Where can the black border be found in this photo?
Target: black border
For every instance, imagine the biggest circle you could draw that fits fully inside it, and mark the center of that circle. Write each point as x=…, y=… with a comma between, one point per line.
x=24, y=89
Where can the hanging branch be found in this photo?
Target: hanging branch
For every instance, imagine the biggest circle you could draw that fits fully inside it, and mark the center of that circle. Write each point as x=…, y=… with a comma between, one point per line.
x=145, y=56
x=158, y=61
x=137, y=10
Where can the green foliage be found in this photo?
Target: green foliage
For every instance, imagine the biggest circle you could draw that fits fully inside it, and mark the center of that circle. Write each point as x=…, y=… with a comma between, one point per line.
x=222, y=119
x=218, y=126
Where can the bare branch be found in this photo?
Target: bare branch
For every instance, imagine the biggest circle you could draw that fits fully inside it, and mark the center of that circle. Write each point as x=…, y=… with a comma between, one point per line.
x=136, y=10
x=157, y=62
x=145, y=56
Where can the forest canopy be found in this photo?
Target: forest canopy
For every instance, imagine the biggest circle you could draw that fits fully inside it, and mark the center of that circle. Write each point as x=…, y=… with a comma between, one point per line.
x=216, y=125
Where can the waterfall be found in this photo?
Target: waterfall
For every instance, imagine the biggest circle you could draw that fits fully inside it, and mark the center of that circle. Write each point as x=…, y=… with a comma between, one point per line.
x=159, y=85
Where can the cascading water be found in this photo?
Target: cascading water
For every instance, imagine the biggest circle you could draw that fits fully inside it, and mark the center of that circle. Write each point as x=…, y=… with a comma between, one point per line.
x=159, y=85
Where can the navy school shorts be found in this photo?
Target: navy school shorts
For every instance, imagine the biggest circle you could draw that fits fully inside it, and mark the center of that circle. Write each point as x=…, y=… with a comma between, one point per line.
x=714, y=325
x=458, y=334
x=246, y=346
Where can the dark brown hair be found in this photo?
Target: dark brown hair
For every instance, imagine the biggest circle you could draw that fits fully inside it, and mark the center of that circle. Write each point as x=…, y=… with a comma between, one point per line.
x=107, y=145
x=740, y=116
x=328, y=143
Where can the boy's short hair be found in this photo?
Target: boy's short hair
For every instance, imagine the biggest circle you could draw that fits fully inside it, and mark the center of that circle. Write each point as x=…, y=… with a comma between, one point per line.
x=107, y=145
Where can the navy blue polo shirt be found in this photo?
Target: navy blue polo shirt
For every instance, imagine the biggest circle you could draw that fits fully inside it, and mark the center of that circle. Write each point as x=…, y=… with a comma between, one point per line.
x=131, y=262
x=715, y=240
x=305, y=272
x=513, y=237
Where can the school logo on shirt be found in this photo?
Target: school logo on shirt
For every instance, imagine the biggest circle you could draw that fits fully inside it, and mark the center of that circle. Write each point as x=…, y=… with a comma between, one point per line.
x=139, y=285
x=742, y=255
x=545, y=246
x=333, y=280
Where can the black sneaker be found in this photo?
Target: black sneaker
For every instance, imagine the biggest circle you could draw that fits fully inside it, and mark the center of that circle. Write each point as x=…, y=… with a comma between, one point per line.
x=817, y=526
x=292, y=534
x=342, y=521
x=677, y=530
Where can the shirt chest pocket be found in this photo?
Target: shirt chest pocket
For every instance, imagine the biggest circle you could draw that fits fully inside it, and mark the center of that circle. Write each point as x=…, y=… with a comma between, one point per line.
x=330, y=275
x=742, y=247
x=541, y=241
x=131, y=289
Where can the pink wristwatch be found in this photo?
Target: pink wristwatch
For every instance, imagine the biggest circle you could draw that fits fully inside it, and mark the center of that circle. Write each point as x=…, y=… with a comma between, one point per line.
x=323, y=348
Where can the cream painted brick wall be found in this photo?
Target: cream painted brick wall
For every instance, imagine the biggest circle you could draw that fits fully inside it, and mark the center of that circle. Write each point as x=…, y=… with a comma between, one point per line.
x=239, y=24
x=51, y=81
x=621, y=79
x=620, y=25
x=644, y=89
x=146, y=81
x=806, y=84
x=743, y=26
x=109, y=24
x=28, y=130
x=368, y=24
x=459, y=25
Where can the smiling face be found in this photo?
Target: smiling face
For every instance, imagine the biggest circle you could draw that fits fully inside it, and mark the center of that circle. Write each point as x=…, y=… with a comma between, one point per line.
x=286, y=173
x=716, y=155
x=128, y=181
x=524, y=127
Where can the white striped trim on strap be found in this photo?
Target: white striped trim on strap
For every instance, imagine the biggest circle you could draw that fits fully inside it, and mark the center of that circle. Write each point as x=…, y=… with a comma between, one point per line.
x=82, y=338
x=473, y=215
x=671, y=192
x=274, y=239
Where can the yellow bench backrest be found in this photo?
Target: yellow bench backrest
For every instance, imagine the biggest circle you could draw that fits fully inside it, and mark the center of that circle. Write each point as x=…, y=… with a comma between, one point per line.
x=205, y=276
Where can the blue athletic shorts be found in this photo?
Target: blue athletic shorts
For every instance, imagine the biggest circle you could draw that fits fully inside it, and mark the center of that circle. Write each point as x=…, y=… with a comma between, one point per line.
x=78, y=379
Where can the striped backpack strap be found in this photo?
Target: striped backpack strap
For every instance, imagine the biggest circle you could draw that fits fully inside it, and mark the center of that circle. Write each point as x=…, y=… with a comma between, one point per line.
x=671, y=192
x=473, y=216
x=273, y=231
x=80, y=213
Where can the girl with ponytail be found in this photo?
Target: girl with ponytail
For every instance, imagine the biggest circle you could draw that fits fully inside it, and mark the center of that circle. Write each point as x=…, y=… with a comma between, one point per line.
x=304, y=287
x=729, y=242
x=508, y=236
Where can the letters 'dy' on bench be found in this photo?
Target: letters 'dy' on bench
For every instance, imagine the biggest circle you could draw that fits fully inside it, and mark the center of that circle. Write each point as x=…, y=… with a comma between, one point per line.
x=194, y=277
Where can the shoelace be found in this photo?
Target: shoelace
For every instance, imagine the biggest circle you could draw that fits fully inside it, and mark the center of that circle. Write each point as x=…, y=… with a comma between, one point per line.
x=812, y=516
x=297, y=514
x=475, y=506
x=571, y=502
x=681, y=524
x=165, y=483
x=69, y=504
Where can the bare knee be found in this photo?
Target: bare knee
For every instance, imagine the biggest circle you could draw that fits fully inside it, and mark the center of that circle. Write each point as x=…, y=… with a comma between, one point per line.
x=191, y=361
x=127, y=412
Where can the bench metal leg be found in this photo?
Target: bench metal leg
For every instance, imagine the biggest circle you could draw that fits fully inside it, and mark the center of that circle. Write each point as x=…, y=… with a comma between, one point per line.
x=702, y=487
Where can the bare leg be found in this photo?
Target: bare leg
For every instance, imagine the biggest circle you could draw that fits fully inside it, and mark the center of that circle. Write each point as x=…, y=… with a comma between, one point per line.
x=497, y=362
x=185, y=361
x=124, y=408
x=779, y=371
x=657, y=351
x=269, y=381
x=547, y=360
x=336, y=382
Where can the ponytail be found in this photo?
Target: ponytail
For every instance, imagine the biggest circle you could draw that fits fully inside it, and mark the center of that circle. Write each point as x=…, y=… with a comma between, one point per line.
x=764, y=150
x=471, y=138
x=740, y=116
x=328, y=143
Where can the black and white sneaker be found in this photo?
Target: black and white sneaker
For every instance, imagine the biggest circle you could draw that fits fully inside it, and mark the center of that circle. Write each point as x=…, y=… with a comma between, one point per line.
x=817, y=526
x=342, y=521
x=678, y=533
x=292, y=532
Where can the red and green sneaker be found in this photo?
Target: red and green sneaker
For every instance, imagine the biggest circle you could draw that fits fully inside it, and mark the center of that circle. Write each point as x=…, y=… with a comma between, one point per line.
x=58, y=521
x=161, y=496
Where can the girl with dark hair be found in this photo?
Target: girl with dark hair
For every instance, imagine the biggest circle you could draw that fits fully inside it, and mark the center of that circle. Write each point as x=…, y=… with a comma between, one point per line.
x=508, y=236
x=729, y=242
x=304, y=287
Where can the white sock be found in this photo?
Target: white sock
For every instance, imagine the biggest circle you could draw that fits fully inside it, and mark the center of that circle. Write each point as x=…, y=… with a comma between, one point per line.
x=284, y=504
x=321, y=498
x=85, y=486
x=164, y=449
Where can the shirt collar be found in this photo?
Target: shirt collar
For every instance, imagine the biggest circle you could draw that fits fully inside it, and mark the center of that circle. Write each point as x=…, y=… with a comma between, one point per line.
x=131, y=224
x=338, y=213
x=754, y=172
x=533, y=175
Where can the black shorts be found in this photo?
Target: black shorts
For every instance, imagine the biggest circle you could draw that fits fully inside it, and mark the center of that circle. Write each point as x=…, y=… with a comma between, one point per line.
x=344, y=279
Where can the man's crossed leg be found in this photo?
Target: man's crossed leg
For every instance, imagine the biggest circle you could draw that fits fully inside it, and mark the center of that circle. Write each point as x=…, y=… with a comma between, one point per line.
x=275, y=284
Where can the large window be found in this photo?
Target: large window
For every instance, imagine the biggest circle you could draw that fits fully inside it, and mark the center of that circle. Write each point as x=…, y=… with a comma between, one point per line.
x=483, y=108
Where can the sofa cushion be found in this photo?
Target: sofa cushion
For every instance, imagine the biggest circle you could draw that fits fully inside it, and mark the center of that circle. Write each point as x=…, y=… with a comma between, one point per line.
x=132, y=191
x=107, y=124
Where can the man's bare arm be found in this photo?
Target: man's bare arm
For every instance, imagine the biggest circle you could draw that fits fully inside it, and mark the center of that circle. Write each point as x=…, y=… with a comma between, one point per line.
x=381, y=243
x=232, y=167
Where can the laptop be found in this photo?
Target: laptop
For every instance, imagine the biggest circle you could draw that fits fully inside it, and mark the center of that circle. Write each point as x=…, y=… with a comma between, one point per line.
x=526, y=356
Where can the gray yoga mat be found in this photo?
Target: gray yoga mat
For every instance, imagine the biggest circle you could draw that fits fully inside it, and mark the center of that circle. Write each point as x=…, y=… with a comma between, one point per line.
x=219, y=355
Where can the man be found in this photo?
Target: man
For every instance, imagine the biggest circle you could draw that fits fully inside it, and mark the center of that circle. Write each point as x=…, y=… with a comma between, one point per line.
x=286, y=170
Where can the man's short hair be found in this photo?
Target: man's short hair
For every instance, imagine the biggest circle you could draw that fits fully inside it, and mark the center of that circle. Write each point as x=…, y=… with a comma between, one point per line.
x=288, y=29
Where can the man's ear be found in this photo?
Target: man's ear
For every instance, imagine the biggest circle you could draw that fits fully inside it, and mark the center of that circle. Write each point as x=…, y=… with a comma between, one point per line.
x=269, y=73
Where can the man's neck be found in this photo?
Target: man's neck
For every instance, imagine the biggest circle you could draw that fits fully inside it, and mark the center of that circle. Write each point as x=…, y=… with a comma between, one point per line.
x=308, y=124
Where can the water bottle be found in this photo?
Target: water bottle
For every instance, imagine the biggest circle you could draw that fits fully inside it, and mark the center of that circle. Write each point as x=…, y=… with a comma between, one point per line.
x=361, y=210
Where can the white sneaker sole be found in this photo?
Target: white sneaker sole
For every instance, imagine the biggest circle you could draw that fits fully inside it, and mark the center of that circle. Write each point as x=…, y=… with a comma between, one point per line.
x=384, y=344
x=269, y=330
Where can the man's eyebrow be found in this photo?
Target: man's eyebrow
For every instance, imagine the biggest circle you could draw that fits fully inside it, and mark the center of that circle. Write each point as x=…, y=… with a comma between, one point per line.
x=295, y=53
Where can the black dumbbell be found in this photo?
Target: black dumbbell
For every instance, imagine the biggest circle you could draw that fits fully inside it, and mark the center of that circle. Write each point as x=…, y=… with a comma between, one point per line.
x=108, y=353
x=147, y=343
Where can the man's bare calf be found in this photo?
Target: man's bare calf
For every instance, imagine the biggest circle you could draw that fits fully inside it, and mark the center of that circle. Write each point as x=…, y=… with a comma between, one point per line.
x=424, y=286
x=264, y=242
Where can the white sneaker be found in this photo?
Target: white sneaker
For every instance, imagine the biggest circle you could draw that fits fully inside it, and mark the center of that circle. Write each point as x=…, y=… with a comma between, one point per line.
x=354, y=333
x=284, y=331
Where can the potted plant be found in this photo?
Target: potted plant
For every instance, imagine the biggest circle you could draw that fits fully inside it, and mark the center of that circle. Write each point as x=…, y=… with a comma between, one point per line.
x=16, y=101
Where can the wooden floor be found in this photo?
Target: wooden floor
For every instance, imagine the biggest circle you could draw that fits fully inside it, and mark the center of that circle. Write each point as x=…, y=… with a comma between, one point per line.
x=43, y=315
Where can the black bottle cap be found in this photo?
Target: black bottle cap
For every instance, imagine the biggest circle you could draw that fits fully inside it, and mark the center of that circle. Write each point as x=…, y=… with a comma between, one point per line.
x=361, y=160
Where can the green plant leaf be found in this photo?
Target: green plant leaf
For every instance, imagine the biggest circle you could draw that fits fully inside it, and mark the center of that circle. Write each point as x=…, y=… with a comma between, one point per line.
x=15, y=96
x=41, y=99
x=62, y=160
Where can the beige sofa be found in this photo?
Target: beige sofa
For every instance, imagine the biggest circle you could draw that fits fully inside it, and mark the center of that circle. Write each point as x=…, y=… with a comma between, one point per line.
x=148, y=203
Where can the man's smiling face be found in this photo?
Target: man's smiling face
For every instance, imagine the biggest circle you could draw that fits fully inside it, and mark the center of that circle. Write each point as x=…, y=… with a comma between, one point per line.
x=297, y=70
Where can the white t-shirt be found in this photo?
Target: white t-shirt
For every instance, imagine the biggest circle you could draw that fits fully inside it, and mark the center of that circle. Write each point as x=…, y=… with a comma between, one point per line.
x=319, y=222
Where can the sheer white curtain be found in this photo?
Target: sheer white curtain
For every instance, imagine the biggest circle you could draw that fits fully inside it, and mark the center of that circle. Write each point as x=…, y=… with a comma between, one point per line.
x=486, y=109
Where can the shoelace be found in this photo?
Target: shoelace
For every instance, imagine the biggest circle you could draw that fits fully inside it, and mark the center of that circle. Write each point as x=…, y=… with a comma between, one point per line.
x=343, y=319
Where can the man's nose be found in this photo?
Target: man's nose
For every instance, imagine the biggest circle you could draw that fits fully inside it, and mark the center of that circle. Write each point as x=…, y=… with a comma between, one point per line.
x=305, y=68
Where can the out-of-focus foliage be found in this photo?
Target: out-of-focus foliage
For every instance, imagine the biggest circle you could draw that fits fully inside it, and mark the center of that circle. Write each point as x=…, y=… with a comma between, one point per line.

______________________________

Starting with the line that contains "Where can the navy blue" and going on through the line that contains "x=513, y=237", write those items out again in full, requests included, shifting every x and y coordinate in the answers by -41.

Where can the navy blue polo shirt be found in this photo?
Target: navy blue polo shirt
For every instance, imagine the biggest circle you could draw that fits fully inside it, and mark the center of that circle. Write each point as x=…, y=… with a comma between, one point per line.
x=90, y=221
x=674, y=199
x=264, y=231
x=472, y=196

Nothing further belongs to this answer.